CHALLENGE =>
In the code review thread below, what name does the reviewer say would be convenient as a default?

READING PASSAGE =>
** begin **

It's just that in practice we often group allocations by module, so 
having "vmlinux" as a default

would be convenient. Let's wait for Suren's input.

>>> +     allocinfo_copy_str(data->tag.function, ct->function);
>>> +     allocinfo_copy_str(data->tag.filename, ct->filename);
>>> +     data->tag.lineno = ct->lineno;
>>> +     data->counter.bytes = counter.bytes;
>>> +     data->counter.calls = counter.calls;
>>> +     data->counter.accurate = !alloc_tag_is_inaccurate(tag);
>>> +}
>>> +
>>> +static int allocinfo_ioctl_get_content_id(struct seq_file *m, void __user *arg)
>>> +{
>>> +     struct allocinfo_content_id params;
>>> +
>>> +     codetag_lock_module_list(alloc_tag_cttype, true);
>>> +     params.id = codetag_get_content_id(alloc_tag_cttype);
>>> +     codetag_lock_module_list(alloc_tag_cttype, false);
>>> +     if (copy_to_user(arg, &params, sizeof(params)))
>>> +             return -EFAULT;
>>> +
>>> +     return 0;
>>> +}
>>> +
>>> +static int allocinfo_ioctl_get_at(struct seq_file *m, void __user *arg)
>>> +{
>>> +     struct allocinfo_private *priv;
>>> +     struct codetag *ct;
>>> +     __u64 pos;
>>> +     struct allocinfo_get_at params = {0};
>>> +
>>> +     if (copy_from_user(&params, arg, sizeof(params)))
>>> +             return -EFAULT;
>>> +
>>> +     priv = (struct allocinfo_private *)m->private;
>>> +     pos = params.pos;
>>> +
>>> +     codetag_lock_module_list(alloc_tag_cttype, true);
>>> +
>>> +     /* Find the codetag */
>>> +     priv->ioctl_iter = codetag_get_ct_iter(alloc_tag_cttype);
>>> +     ct = codetag_next_ct(&priv->ioctl_iter);
>>> +     while (ct && pos--)
>>> +             ct = codetag_next_ct(&priv->ioctl_iter);
>> I noticed that codetag_next_ct(&priv->ioctl_iter) and
>>
>> priv->positioned are accessed without serialization in the ioctl
>>
>> path. Concurrent ioctl calls on the same fd could race on these
>>
>> fields. Just something I spotted while reading the code.

** end **

ENTRIES =>

** begin **

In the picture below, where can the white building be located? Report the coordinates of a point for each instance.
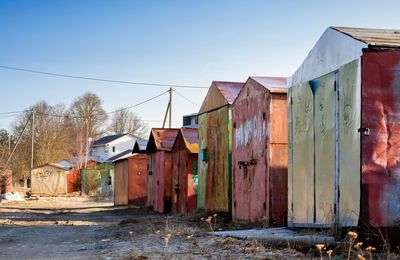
(108, 146)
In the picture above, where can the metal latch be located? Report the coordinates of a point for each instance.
(246, 163)
(365, 131)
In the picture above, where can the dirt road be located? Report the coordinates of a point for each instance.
(79, 228)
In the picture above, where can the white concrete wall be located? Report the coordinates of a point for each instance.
(102, 153)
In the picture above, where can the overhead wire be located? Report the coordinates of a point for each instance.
(101, 79)
(7, 114)
(187, 99)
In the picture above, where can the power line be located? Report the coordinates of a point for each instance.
(7, 114)
(101, 79)
(13, 112)
(187, 99)
(138, 104)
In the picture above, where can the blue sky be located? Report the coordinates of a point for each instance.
(170, 42)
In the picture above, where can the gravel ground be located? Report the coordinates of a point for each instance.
(84, 228)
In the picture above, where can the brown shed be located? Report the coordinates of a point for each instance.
(159, 182)
(184, 176)
(215, 143)
(259, 151)
(130, 179)
(344, 125)
(6, 184)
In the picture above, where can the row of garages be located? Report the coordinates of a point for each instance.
(320, 148)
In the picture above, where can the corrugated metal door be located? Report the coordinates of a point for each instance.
(349, 147)
(121, 183)
(150, 180)
(202, 160)
(242, 182)
(182, 180)
(313, 179)
(324, 130)
(278, 160)
(175, 181)
(302, 179)
(159, 181)
(137, 183)
(211, 184)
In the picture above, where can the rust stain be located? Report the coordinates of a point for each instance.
(137, 180)
(381, 148)
(259, 154)
(184, 198)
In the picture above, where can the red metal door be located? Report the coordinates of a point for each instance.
(159, 181)
(175, 181)
(380, 139)
(137, 181)
(183, 174)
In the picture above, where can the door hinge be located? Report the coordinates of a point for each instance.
(365, 131)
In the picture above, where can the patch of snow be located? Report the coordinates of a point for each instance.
(11, 196)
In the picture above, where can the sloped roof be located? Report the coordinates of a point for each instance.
(140, 146)
(373, 37)
(123, 155)
(340, 45)
(229, 90)
(55, 165)
(219, 94)
(273, 84)
(191, 137)
(161, 139)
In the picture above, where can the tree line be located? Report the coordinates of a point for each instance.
(62, 132)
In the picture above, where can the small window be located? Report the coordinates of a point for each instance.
(204, 155)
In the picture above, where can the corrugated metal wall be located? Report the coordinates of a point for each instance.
(324, 149)
(49, 181)
(202, 161)
(259, 156)
(183, 191)
(150, 178)
(6, 183)
(137, 180)
(74, 181)
(121, 182)
(278, 160)
(349, 143)
(215, 173)
(162, 181)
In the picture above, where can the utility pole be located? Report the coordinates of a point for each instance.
(170, 107)
(33, 137)
(9, 144)
(169, 110)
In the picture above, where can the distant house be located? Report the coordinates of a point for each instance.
(49, 179)
(215, 146)
(109, 146)
(66, 164)
(191, 120)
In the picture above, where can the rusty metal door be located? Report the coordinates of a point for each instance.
(182, 181)
(137, 181)
(150, 180)
(175, 181)
(325, 149)
(159, 181)
(314, 143)
(380, 141)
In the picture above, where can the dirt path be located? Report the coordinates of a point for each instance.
(78, 228)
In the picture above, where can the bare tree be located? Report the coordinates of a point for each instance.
(125, 121)
(87, 120)
(50, 135)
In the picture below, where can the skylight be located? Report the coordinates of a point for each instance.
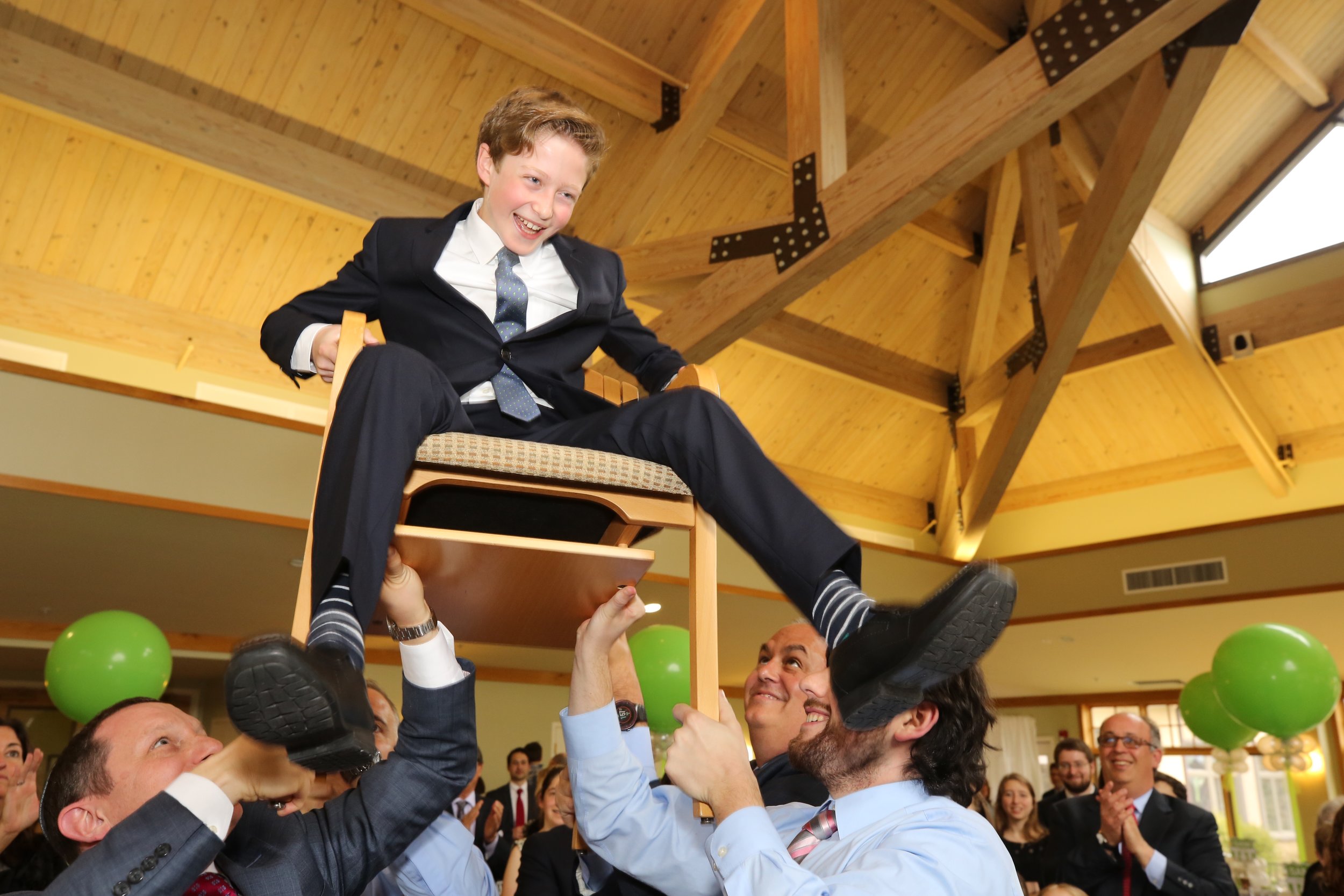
(1299, 216)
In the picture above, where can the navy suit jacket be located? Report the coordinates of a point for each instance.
(393, 280)
(332, 851)
(1182, 832)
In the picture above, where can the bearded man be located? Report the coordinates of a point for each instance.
(896, 822)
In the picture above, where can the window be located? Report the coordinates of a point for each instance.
(1296, 214)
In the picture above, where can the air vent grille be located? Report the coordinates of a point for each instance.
(1181, 575)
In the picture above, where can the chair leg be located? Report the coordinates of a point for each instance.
(705, 622)
(351, 343)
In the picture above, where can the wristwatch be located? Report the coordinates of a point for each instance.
(414, 632)
(631, 714)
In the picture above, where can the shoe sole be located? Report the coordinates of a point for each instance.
(964, 632)
(276, 698)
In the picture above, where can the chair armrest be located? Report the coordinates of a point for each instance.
(351, 343)
(698, 377)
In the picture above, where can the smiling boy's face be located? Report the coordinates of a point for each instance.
(531, 197)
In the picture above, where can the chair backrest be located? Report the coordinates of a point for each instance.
(613, 390)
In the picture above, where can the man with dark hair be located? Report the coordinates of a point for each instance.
(1074, 761)
(519, 802)
(144, 798)
(898, 793)
(1129, 838)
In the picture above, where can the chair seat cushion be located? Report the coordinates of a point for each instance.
(477, 453)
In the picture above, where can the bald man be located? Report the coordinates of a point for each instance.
(775, 712)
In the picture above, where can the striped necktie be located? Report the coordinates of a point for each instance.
(821, 827)
(511, 320)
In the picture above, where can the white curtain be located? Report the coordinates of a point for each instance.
(1015, 738)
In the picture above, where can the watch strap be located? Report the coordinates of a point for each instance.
(410, 633)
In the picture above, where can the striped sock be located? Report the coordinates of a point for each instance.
(335, 623)
(840, 607)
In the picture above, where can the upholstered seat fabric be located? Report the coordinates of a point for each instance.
(515, 457)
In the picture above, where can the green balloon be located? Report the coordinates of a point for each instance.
(663, 663)
(104, 658)
(1207, 719)
(1276, 679)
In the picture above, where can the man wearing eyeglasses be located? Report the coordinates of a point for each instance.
(1129, 840)
(1074, 761)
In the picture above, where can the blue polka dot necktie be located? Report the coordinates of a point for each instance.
(511, 320)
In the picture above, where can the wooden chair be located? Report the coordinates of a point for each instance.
(520, 589)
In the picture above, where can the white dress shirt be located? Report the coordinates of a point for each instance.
(425, 665)
(1156, 868)
(468, 265)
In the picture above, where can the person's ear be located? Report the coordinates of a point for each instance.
(914, 723)
(484, 164)
(82, 822)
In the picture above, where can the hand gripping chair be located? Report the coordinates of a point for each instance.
(541, 534)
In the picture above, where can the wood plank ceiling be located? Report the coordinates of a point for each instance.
(398, 92)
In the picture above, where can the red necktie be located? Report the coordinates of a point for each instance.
(210, 884)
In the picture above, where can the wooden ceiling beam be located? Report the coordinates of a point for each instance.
(53, 84)
(987, 288)
(735, 41)
(1286, 65)
(977, 20)
(971, 128)
(530, 33)
(1280, 319)
(1171, 293)
(1270, 164)
(678, 259)
(864, 500)
(843, 354)
(813, 63)
(838, 353)
(1149, 132)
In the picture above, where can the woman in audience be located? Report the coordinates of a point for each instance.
(549, 801)
(1026, 838)
(27, 860)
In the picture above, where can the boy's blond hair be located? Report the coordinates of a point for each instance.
(525, 116)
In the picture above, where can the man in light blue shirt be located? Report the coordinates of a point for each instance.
(894, 824)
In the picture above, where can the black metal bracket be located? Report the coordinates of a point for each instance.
(1221, 28)
(1082, 30)
(1209, 336)
(1034, 348)
(788, 242)
(956, 405)
(671, 108)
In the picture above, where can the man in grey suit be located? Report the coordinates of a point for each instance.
(143, 801)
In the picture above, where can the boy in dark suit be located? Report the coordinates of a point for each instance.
(490, 315)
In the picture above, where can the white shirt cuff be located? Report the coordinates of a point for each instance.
(432, 664)
(205, 800)
(302, 359)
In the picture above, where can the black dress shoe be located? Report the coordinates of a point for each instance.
(313, 703)
(885, 666)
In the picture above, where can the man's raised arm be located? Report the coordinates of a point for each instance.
(647, 833)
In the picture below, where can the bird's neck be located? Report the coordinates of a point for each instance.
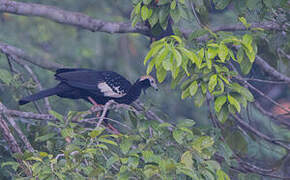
(133, 93)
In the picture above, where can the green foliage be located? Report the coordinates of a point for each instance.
(206, 69)
(153, 150)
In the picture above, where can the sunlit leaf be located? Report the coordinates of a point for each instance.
(212, 83)
(219, 102)
(234, 102)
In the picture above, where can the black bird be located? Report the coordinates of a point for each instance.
(97, 87)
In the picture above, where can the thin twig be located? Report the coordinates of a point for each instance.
(259, 134)
(266, 81)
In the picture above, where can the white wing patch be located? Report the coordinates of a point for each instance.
(109, 92)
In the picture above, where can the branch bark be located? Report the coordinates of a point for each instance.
(269, 69)
(71, 18)
(22, 55)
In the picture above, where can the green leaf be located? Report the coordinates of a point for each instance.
(193, 88)
(236, 141)
(167, 63)
(186, 159)
(162, 125)
(96, 132)
(173, 4)
(234, 102)
(221, 175)
(126, 145)
(177, 38)
(175, 14)
(203, 86)
(147, 2)
(135, 20)
(13, 164)
(153, 18)
(111, 161)
(45, 137)
(212, 83)
(251, 55)
(107, 141)
(33, 158)
(161, 74)
(178, 135)
(5, 76)
(221, 4)
(150, 67)
(177, 56)
(137, 8)
(163, 16)
(244, 21)
(219, 102)
(191, 55)
(247, 94)
(199, 99)
(212, 52)
(67, 132)
(56, 115)
(163, 2)
(144, 13)
(247, 39)
(240, 55)
(223, 52)
(185, 93)
(246, 66)
(186, 123)
(223, 114)
(147, 155)
(161, 56)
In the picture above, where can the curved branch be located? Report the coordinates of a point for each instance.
(269, 69)
(70, 18)
(38, 61)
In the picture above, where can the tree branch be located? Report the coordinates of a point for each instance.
(259, 134)
(36, 60)
(70, 18)
(269, 69)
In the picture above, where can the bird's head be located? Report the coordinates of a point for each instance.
(148, 81)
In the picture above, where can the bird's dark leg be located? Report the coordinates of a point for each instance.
(115, 131)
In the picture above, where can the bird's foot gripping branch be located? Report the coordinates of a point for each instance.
(206, 70)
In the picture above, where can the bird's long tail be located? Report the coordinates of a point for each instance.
(39, 95)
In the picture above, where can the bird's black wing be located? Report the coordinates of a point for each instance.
(101, 83)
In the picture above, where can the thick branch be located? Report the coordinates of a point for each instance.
(269, 69)
(259, 134)
(70, 18)
(39, 61)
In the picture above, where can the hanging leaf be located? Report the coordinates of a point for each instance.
(212, 83)
(193, 88)
(144, 12)
(177, 56)
(161, 74)
(219, 102)
(234, 102)
(223, 52)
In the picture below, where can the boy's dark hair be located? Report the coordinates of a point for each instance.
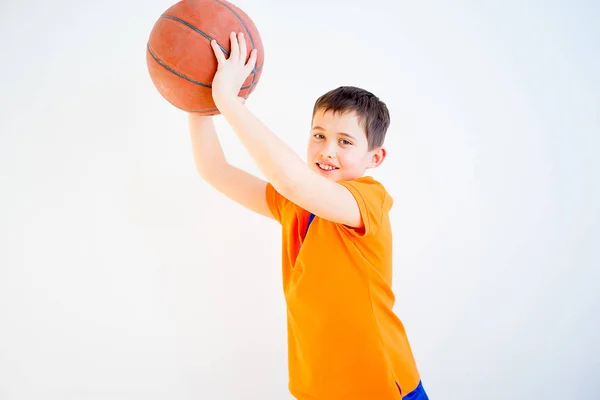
(372, 113)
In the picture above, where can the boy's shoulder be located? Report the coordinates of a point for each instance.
(369, 187)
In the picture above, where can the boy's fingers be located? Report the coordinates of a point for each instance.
(252, 61)
(235, 48)
(217, 50)
(243, 50)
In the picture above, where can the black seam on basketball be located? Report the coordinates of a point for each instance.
(212, 110)
(205, 35)
(179, 74)
(239, 19)
(192, 27)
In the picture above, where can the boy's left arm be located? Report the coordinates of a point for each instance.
(282, 167)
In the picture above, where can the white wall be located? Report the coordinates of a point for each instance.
(121, 278)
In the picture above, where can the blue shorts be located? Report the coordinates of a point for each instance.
(417, 394)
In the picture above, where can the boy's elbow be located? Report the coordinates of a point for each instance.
(288, 184)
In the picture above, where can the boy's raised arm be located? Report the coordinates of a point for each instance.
(240, 186)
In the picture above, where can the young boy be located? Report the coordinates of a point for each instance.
(344, 340)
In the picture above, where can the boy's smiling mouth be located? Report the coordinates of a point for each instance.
(326, 167)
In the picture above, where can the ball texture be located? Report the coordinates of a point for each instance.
(179, 56)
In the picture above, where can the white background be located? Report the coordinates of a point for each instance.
(124, 276)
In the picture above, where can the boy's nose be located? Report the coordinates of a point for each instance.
(328, 152)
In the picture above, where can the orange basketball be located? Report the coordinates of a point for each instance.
(180, 59)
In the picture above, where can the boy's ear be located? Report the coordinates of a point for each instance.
(377, 157)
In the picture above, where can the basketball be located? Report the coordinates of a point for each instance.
(179, 56)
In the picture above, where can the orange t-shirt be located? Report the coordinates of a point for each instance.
(344, 340)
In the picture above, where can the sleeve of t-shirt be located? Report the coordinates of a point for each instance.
(275, 201)
(373, 201)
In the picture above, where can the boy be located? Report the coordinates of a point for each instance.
(344, 341)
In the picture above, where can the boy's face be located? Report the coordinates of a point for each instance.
(338, 147)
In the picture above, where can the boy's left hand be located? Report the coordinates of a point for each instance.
(233, 71)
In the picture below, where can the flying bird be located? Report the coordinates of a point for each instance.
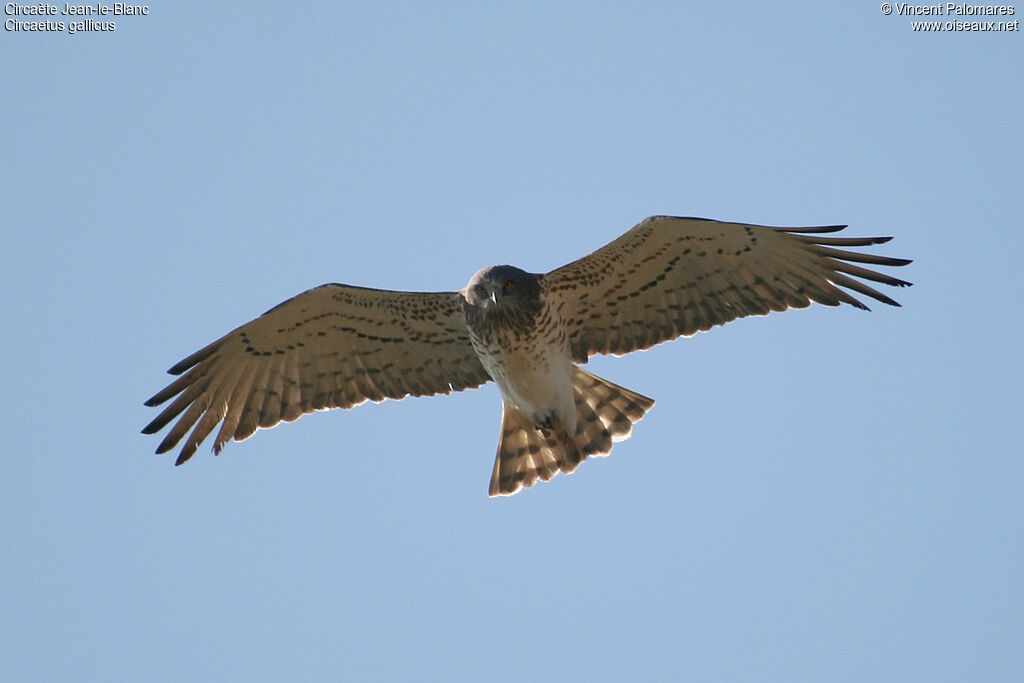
(337, 345)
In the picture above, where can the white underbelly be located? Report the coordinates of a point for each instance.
(540, 385)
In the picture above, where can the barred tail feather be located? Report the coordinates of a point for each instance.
(605, 414)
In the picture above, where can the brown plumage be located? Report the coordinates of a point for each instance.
(337, 346)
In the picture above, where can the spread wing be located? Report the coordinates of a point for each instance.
(672, 276)
(333, 346)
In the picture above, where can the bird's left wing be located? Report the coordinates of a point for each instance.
(671, 276)
(332, 346)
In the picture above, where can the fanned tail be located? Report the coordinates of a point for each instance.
(605, 414)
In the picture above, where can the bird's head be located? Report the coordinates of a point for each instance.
(503, 289)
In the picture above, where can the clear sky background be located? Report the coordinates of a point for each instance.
(818, 495)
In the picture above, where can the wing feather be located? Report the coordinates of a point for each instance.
(333, 346)
(673, 276)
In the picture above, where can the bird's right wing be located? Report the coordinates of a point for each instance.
(332, 346)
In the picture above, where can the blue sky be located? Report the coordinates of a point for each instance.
(818, 495)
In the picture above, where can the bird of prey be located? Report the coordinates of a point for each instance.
(337, 345)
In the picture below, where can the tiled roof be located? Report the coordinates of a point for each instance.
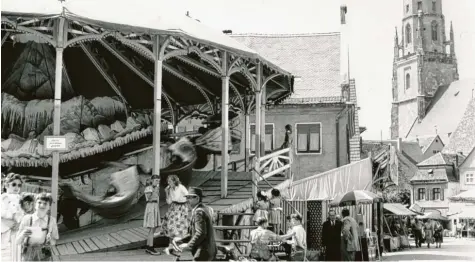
(446, 111)
(313, 58)
(423, 141)
(439, 159)
(430, 175)
(463, 139)
(413, 150)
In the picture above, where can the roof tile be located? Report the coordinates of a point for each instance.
(313, 58)
(463, 138)
(446, 111)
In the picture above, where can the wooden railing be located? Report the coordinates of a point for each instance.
(275, 163)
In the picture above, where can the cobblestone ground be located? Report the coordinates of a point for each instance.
(452, 249)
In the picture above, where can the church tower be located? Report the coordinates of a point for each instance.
(424, 60)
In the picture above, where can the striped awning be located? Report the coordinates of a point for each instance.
(398, 209)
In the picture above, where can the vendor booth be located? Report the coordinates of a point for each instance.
(345, 185)
(396, 222)
(462, 208)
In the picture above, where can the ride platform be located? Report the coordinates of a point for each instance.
(121, 238)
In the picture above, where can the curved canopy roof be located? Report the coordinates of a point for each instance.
(122, 34)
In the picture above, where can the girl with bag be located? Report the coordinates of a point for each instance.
(11, 214)
(151, 218)
(38, 231)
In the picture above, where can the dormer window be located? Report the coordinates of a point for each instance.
(408, 34)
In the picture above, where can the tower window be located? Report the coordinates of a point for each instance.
(408, 34)
(434, 29)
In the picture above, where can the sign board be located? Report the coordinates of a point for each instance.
(55, 143)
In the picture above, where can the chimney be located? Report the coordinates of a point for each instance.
(344, 54)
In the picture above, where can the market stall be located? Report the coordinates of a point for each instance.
(396, 221)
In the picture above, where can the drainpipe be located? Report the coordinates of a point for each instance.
(337, 127)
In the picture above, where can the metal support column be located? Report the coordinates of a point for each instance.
(225, 126)
(258, 129)
(157, 104)
(60, 41)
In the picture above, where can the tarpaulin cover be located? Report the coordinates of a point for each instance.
(398, 209)
(327, 185)
(142, 16)
(467, 196)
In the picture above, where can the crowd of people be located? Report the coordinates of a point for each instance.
(429, 232)
(28, 229)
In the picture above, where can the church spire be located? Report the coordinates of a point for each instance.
(396, 44)
(452, 40)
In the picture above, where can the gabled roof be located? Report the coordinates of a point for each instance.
(425, 141)
(446, 111)
(463, 138)
(439, 159)
(314, 60)
(426, 175)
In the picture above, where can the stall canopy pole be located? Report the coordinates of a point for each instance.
(224, 126)
(157, 105)
(263, 121)
(60, 41)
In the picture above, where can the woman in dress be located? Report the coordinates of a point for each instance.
(261, 207)
(429, 232)
(177, 219)
(151, 218)
(11, 213)
(438, 234)
(275, 214)
(36, 245)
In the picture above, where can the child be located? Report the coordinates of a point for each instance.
(27, 203)
(36, 244)
(261, 207)
(151, 218)
(275, 214)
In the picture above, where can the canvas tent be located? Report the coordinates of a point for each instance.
(327, 185)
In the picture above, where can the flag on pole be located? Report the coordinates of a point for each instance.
(343, 10)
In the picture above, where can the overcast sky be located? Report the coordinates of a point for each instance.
(371, 25)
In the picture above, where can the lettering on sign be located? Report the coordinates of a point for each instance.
(55, 143)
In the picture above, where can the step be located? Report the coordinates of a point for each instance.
(229, 241)
(235, 214)
(233, 227)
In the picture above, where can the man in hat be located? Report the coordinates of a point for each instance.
(202, 242)
(350, 238)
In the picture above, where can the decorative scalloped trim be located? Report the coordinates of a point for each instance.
(38, 161)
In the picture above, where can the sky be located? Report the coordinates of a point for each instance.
(370, 26)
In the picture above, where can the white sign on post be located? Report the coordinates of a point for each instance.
(55, 143)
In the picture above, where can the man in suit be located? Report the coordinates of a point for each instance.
(350, 239)
(201, 232)
(331, 237)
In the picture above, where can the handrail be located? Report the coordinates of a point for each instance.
(265, 180)
(274, 154)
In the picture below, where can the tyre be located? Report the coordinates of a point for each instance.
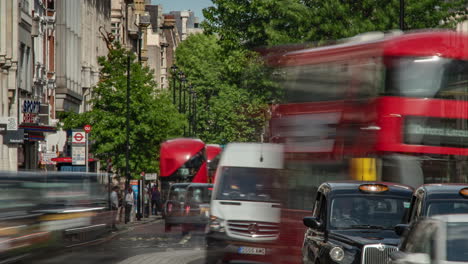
(167, 228)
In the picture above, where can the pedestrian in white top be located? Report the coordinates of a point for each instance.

** end **

EXPECTED OUTPUT =>
"vmlinux"